§ **WHAT YOU SHOULD DO**
Reproduce the lines below, from the first one through the line that contains "835,471 -> 863,556", and omit the pictures.

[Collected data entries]
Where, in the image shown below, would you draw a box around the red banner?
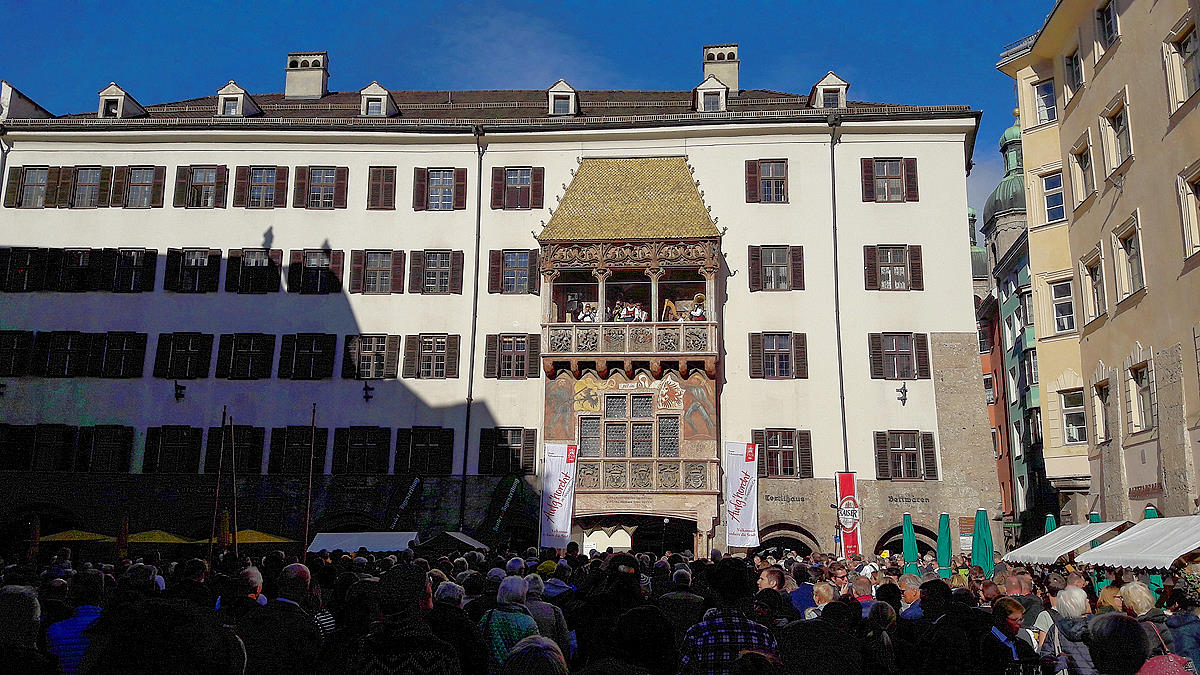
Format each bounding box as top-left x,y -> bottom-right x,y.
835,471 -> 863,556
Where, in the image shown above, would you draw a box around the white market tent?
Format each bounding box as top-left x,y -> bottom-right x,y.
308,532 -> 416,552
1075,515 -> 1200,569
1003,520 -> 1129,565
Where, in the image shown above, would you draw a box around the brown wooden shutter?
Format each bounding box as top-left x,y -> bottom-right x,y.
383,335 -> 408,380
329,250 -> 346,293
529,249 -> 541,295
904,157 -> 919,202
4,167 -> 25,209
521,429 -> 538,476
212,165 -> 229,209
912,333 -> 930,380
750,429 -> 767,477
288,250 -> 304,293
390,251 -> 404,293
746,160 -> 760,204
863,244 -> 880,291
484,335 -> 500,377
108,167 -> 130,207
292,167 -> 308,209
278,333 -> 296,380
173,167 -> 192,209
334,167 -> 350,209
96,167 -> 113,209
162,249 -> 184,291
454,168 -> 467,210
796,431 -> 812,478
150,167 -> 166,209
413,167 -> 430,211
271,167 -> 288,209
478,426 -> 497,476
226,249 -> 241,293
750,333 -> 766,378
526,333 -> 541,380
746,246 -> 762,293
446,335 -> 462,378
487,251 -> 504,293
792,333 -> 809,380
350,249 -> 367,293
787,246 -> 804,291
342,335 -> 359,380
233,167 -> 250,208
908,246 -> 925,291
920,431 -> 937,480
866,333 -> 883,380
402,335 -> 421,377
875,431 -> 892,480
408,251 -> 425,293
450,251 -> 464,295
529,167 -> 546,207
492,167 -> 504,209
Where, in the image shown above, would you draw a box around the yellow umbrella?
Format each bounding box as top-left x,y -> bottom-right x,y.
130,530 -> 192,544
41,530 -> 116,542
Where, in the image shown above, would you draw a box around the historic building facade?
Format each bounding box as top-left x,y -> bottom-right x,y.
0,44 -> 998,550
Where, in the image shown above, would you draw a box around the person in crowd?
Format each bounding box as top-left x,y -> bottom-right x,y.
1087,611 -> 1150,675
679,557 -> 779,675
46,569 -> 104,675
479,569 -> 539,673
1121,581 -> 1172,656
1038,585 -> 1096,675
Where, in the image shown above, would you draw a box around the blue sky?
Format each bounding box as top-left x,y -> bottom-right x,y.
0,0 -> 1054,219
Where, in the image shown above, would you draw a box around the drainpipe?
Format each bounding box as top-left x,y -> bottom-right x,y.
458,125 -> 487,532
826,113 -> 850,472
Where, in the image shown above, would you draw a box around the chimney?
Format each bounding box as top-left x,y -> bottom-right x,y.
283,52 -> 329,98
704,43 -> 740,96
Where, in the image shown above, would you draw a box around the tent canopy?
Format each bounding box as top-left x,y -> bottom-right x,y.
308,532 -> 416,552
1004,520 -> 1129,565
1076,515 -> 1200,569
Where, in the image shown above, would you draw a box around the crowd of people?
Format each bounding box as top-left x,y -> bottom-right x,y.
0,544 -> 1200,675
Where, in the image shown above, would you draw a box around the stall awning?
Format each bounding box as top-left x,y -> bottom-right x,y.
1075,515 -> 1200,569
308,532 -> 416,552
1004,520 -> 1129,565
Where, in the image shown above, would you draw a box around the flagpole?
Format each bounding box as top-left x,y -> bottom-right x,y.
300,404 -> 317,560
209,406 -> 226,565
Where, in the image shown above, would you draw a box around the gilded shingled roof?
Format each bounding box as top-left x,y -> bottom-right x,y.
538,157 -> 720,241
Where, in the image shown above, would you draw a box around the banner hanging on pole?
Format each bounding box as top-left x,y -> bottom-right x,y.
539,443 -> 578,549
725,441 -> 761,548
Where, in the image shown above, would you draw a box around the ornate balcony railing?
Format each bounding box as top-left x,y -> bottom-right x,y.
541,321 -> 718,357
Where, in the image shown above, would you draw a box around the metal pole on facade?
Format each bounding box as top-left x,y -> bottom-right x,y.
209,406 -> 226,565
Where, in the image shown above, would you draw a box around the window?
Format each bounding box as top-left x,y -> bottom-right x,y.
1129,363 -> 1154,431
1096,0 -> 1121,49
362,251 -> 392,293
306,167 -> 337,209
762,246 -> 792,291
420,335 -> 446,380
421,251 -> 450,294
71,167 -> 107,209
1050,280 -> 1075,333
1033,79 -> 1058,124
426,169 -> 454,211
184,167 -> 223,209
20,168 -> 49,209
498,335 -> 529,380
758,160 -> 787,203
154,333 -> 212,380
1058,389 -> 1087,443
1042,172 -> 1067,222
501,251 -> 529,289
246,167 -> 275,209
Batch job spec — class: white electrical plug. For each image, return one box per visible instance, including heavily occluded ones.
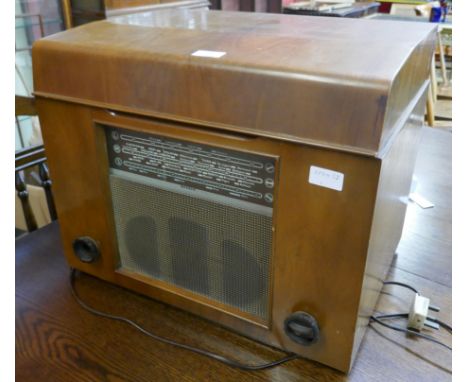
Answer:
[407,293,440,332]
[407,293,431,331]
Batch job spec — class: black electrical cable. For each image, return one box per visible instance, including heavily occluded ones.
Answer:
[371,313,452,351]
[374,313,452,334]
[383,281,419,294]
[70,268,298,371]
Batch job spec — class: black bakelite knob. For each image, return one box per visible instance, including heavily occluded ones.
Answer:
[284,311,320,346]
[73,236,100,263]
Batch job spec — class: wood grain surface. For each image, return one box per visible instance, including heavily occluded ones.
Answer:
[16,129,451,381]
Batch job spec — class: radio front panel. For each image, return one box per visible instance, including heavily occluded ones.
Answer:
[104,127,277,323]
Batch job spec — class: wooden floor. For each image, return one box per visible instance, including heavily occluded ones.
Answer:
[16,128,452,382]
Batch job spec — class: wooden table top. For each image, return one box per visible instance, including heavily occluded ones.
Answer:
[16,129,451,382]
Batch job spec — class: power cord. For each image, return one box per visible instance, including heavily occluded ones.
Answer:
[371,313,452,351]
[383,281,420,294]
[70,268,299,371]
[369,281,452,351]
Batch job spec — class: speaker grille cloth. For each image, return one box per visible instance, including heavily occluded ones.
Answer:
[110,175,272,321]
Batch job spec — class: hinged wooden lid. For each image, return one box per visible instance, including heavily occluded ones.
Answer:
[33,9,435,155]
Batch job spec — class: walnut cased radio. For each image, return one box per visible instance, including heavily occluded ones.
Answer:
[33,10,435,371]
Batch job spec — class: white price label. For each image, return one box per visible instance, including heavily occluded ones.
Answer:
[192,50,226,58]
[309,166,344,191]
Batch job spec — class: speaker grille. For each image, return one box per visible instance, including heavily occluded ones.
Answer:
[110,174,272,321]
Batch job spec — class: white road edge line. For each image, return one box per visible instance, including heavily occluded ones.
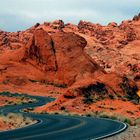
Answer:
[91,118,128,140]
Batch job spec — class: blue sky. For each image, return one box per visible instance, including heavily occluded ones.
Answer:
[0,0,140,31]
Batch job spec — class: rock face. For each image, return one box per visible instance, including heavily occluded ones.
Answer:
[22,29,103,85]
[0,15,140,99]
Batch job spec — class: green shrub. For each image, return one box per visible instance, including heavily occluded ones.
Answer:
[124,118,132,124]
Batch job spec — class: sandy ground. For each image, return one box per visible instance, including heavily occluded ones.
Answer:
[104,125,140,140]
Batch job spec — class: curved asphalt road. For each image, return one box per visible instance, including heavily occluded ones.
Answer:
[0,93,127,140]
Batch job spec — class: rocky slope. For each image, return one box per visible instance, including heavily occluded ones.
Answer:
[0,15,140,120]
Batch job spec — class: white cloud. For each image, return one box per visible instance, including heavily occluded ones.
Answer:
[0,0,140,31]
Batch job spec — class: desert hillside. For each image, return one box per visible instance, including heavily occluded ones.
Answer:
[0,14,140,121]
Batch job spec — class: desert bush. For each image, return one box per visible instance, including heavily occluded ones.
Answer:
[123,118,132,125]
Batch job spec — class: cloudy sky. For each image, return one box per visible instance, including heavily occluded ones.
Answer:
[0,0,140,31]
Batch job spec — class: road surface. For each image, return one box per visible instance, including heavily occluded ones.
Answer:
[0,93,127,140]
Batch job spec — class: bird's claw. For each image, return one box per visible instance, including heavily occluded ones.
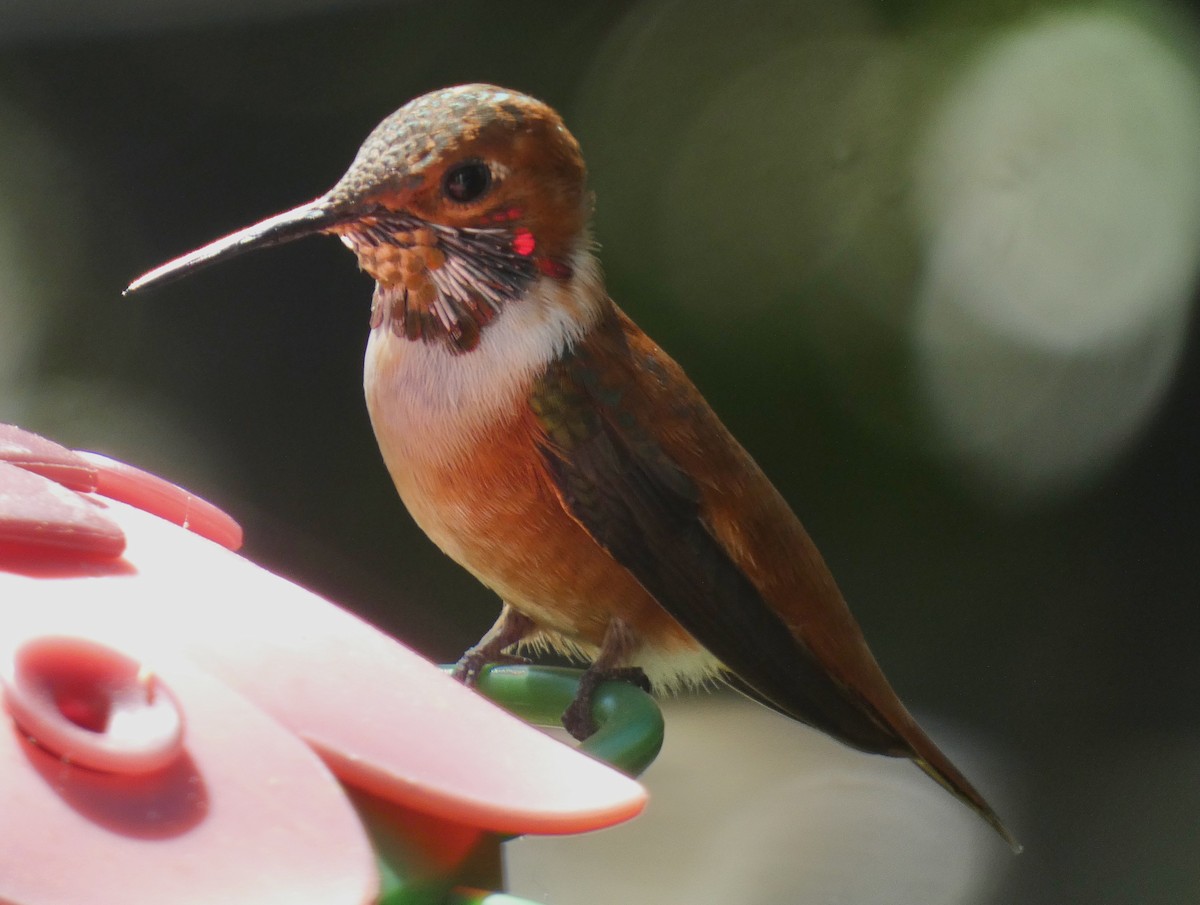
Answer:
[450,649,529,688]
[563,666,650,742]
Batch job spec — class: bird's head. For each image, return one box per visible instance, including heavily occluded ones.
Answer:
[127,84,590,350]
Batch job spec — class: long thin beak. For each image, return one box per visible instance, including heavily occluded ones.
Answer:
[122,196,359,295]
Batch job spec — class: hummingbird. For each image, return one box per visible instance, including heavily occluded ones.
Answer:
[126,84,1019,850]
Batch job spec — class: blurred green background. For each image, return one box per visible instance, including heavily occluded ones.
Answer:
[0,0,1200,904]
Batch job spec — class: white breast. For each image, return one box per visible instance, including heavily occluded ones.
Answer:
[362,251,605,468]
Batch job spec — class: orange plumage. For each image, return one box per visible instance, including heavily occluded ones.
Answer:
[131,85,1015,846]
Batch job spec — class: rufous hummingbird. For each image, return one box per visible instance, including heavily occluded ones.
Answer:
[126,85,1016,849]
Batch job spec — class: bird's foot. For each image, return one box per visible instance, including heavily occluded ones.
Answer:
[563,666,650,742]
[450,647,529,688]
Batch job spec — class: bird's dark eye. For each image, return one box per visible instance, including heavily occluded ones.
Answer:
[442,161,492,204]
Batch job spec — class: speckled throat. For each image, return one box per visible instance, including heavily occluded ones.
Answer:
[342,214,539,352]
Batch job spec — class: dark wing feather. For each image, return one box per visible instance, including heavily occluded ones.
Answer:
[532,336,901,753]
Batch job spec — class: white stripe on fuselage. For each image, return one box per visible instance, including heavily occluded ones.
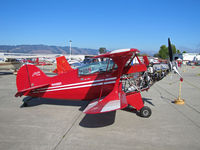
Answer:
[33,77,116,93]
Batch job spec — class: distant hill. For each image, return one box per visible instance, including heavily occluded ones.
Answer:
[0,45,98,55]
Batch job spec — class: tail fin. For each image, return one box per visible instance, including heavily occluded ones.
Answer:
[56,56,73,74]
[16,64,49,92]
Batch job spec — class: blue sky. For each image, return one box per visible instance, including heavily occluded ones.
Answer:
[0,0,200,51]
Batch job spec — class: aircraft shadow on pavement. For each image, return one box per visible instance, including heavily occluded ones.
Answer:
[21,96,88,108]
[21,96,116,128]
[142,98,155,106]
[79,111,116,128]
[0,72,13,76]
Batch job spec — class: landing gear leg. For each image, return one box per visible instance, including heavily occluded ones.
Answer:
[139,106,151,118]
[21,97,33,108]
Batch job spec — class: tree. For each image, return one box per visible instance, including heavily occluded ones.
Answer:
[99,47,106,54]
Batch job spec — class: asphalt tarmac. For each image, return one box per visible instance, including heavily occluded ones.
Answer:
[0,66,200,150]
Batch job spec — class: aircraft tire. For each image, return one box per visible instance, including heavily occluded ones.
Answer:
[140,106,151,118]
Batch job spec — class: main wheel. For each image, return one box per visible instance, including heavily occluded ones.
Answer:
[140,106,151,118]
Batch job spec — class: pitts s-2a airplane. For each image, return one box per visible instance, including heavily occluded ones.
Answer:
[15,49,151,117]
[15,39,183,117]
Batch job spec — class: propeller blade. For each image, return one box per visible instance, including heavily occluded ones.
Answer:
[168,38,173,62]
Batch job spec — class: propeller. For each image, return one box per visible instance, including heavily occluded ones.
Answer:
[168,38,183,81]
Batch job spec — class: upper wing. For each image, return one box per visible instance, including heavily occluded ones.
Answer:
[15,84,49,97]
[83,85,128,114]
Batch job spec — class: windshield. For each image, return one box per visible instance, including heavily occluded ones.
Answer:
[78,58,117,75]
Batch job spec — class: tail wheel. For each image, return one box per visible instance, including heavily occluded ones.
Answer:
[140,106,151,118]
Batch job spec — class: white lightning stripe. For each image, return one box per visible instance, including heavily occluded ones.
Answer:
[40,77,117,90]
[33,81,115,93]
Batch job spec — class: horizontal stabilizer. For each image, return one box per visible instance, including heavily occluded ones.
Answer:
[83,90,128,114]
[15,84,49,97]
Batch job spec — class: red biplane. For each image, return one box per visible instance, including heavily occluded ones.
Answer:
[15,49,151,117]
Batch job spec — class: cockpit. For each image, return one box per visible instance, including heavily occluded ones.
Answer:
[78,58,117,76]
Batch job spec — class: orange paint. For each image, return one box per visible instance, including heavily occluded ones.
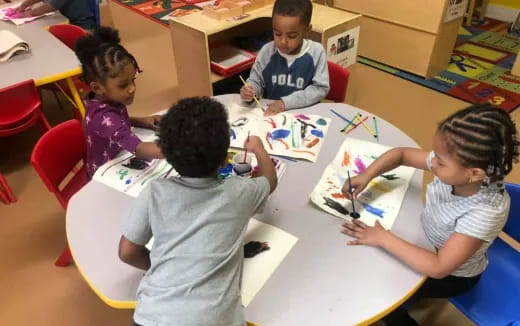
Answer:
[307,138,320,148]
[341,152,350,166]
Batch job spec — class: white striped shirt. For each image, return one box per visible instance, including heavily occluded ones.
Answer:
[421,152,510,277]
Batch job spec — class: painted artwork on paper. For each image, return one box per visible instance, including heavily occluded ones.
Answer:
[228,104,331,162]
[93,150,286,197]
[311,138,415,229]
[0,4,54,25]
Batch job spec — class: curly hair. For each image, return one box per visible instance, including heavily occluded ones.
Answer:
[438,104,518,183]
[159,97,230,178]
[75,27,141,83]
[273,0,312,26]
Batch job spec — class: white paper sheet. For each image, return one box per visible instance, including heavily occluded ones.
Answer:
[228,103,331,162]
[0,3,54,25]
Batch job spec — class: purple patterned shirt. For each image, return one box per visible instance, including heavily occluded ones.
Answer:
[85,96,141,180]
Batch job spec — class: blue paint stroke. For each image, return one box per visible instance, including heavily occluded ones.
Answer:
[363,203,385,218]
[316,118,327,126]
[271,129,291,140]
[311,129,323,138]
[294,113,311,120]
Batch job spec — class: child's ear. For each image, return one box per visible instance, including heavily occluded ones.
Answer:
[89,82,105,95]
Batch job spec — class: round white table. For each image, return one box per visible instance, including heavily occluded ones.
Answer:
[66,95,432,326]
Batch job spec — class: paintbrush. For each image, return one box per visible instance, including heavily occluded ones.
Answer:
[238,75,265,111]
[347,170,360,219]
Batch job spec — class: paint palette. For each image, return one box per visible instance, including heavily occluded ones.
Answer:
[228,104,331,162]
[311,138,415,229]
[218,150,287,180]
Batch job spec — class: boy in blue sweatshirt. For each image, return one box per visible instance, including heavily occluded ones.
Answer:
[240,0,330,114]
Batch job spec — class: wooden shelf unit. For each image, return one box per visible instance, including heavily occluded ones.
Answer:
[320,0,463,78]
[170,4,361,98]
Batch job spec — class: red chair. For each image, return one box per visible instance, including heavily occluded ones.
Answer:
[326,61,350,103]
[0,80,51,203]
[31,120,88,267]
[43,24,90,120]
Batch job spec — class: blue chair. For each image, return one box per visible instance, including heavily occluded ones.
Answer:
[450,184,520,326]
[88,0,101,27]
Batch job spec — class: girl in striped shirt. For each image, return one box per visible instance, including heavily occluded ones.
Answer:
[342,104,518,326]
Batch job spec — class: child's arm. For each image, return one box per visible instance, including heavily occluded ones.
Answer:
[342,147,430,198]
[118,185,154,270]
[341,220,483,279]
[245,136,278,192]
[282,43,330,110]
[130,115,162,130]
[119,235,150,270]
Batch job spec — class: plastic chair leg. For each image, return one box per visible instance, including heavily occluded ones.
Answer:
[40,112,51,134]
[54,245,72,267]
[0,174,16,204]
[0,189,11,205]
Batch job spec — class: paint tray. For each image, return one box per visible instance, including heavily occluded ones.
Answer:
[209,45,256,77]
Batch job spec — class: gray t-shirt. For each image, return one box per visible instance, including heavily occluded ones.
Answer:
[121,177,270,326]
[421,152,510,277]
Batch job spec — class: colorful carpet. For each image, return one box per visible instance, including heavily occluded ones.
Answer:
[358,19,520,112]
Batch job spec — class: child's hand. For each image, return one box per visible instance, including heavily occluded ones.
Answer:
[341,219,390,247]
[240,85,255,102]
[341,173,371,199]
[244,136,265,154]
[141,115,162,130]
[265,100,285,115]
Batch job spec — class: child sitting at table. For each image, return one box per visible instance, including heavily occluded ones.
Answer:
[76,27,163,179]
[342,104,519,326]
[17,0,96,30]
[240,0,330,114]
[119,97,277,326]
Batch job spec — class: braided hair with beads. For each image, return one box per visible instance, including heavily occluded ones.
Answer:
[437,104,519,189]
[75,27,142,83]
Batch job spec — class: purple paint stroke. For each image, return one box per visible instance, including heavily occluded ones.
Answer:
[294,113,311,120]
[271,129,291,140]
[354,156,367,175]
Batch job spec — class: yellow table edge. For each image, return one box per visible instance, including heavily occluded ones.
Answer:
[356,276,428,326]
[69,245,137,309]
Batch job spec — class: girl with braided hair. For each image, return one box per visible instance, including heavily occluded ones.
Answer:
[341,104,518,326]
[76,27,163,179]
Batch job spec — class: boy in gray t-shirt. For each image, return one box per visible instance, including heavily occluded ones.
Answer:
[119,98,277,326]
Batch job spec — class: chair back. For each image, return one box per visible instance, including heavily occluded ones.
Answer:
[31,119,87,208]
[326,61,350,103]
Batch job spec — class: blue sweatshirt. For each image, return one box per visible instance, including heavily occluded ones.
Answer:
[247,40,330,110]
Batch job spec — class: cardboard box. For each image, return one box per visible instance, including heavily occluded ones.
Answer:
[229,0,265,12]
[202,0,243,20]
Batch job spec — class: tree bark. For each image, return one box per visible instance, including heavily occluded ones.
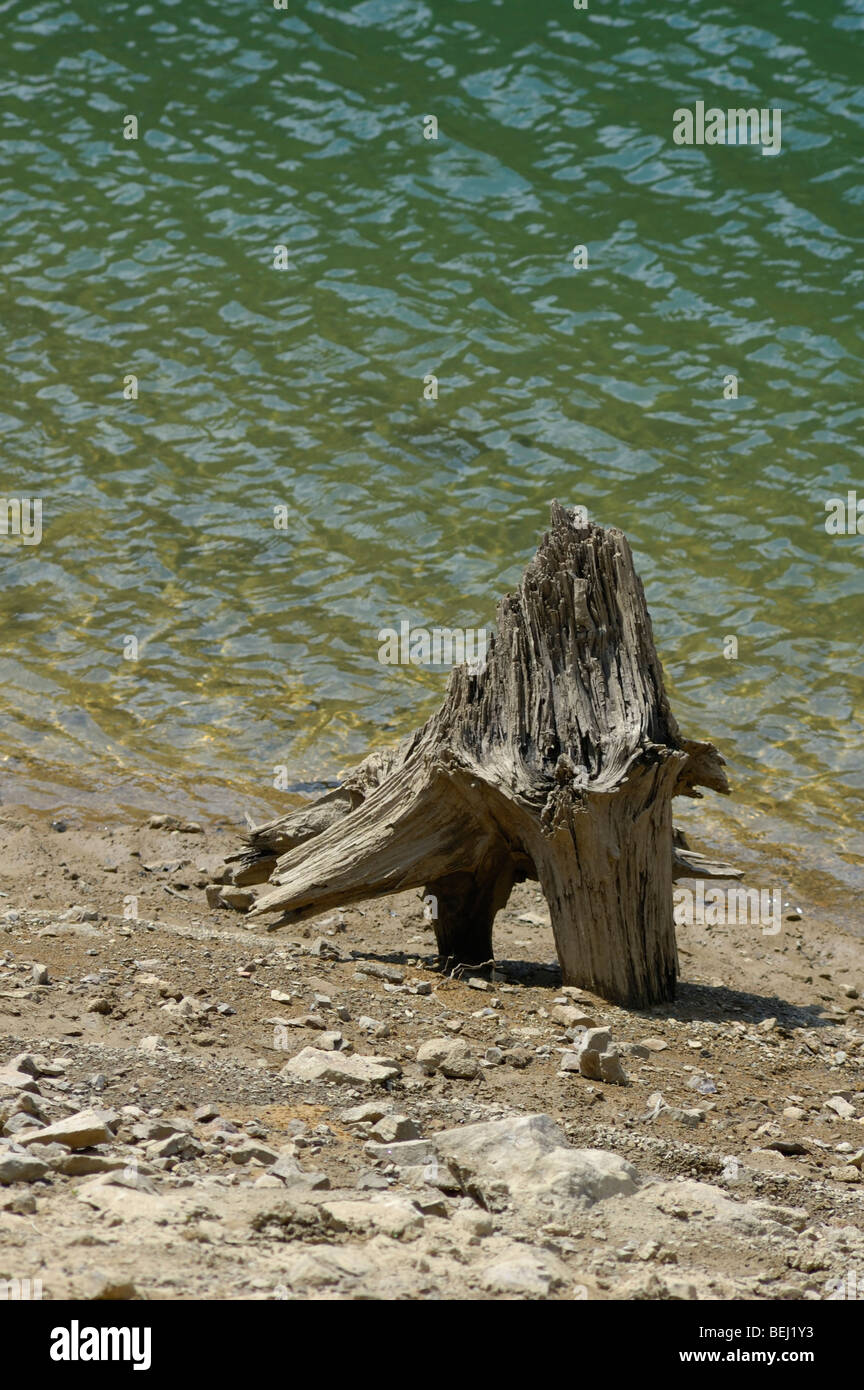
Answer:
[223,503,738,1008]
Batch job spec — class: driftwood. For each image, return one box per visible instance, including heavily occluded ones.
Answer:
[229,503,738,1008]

§ **OUTPUT FOR THIS EXERCISE**
Where, in the image shown below, would you draw a box around the red banner?
Format each bounding box as top-left x,y -> bottom-right x,y.
835,471 -> 863,556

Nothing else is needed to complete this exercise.